*** Block opens ***
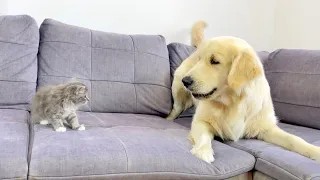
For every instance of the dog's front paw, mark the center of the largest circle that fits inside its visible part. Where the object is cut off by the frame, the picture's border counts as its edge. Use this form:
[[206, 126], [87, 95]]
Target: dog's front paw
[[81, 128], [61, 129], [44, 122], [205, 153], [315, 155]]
*** Block closes ***
*** Block opens ***
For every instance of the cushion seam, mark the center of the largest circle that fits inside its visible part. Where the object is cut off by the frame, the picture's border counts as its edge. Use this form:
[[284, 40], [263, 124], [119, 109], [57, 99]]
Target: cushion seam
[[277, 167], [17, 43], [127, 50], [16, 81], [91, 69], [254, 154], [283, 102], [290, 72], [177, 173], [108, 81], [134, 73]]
*** Block closes ***
*** Block opens ***
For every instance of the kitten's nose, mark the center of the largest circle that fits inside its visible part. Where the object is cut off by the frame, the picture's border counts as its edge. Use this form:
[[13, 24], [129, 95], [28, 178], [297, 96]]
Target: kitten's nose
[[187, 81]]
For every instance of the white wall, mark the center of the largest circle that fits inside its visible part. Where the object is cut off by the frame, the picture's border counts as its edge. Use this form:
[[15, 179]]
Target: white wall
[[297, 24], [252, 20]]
*** Block closes ***
ACTION ITEM>
Word for word, restate the lines of the data above that fall between the line holding "For every instance of the dog's" and the line holding "[[206, 126], [87, 95]]", inclusive, and no other lines.

COMPLETED EXERCISE>
For every instance of the dog's front paw, mark the center of the largest circle that fits inside its visible part. Where the object is cut off by the frame, the picture's border counts as its edge. Use this form:
[[206, 126], [87, 95]]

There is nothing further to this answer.